STUDY QUESTIONS ::
1) According to the chocolate passage, at what dose have ASPCA reports noted problems in pets?
2) Rewrite the chocolate passage from "Vets will tell" up to and including "oz) of chocolate.", replacing "mid-sized" with "medium-sized".
3) Continue the chocolate passage from where it stops.

SELECTED TEXT ::
★ ★ ★ ★ ★
Vets will tell you that chocolate is toxic for dogs and cats. This page at about.com says:
The toxic dose of Theobromine (and caffeine) for pets is 100-200mg/kg. (1 kilogram = 2.2 pounds). However, various reports by the ASPCA (American Society for the Prevention of Cruelty to Animals) have noted problems at doses much lower than this - i.e. 20mg/kg.
Translated to a "typical" scenario, and using the 20mg/kg as a measure of "problems can be seen at this level of ingestion", a 22.7 kg (50 pound) dog would have to consume about 255 grams (9 ounces) of milk chocolate to consume the 20mg/kg amount of Theobromine. Some dogs won't see problems at this rate. Some may.
So it would seem that a mid-sized dog could probably eat a typical chocolate bar without impact. But a typical mid-sized cat (say 4.5 kg or so) is asking for trouble at 28g (1 oz) of chocolate.
★ ★ ★ ★ ★
RECORDED INFORMATION ::

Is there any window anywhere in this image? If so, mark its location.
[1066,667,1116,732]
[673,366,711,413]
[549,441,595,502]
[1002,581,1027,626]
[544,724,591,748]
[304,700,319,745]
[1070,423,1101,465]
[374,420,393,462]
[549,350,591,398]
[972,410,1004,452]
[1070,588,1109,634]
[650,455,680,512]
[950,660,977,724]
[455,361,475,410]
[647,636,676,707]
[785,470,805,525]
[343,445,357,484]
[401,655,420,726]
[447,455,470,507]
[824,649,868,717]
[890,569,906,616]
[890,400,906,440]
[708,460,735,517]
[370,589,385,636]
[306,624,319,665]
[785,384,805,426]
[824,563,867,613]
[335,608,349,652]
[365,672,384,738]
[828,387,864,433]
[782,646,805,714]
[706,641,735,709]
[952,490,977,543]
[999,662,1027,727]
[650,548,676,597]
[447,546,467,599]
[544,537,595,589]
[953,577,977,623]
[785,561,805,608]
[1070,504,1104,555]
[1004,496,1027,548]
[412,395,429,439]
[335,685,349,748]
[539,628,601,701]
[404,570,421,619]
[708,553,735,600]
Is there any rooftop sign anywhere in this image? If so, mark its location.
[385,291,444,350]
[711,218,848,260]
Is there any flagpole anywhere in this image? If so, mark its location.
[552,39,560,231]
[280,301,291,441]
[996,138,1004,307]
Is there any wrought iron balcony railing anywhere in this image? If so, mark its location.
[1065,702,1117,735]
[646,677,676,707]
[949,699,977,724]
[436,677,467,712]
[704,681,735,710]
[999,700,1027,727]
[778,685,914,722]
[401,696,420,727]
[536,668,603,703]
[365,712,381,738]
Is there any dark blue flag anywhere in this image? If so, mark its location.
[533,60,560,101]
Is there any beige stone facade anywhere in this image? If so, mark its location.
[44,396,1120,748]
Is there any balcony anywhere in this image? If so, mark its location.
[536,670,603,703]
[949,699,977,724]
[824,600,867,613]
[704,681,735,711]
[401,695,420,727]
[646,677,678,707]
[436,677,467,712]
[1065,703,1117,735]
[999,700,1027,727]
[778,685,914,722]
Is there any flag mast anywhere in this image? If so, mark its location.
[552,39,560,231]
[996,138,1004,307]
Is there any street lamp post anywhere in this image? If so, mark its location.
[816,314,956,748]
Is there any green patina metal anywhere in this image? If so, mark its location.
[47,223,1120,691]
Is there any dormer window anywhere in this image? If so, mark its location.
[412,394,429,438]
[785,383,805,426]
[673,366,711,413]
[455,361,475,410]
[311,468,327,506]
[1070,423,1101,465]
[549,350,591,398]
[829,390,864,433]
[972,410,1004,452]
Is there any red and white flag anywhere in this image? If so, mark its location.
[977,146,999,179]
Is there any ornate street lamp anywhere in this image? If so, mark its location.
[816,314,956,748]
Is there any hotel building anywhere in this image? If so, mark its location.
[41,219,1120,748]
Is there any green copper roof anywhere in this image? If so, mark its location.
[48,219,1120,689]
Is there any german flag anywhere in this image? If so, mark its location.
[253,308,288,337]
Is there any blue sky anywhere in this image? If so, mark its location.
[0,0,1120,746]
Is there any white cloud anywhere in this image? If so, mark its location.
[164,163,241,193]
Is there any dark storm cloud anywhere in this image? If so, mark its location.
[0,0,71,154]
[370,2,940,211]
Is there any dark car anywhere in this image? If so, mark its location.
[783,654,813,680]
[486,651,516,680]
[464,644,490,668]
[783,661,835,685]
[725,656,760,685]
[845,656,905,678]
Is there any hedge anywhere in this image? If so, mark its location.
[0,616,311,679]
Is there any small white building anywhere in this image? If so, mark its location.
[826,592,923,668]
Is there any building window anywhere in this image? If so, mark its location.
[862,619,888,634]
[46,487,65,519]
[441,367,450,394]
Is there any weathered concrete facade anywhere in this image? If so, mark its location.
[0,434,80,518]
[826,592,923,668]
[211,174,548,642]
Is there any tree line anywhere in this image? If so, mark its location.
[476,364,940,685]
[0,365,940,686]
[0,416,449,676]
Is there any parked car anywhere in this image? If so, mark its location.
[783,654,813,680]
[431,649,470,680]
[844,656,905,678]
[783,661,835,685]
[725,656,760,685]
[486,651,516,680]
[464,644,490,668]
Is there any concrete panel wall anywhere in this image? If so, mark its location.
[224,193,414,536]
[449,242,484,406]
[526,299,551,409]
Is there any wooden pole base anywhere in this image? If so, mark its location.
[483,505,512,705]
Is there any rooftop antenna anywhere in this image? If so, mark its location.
★ ★ ★ ★ ★
RESULTS FOR THE EXERCISE ::
1) 20mg/kg

2)
Vets will tell you that chocolate is toxic for dogs and cats. This page at about.com says:
The toxic dose of Theobromine (and caffeine) for pets is 100-200mg/kg. (1 kilogram = 2.2 pounds). However, various reports by the ASPCA (American Society for the Prevention of Cruelty to Animals) have noted problems at doses much lower than this - i.e. 20mg/kg.
Translated to a "typical" scenario, and using the 20mg/kg as a measure of "problems can be seen at this level of ingestion", a 22.7 kg (50 pound) dog would have to consume about 255 grams (9 ounces) of milk chocolate to consume the 20mg/kg amount of Theobromine. Some dogs won't see problems at this rate. Some may.
So it would seem that a medium-sized dog could probably eat a typical chocolate bar without impact. But a typical medium-sized cat (say 4.5 kg or so) is asking for trouble at 28g (1 oz) of chocolate.

3)
Of course, if you prefer really strong dark chocolates, it will take less weight of candy bar to deliver the same dose as estimated for milk chocolate.
As the about.com piece points out, those are conservative numbers. The actual lethal dose is likely much higher.
One other note: Caffeine is also a problem for dog and cat metabolism. That article claims a similar range for toxic doses as for theobromine. I would be careful about letting the cat finish your tall mocha latte...
Here are some supporting links from the about.com article:
Moving to a more technical source, Merck has a Veterinary Manual with a reference page on chocolate. The information there generally confirms the About.com article (which should not be surprise because it is cited as a source) and is similar to other summaries for pet owners that Google turns up. It is, however, written with a practicing Vet as the intended audience.
The toxic effect is explained by Merck as follows:
Theobromine and caffeine are readily absorbed from the GI tract and are widely distributed throughout the body. They are metabolized in the liver and undergo enterohepatic recycling. Methylxanthines are excreted in the urine as both metabolites and unchanged parent compounds. The half-lives of theobromine and caffeine in dogs are 17.5 hr and 4.5 hr, respectively.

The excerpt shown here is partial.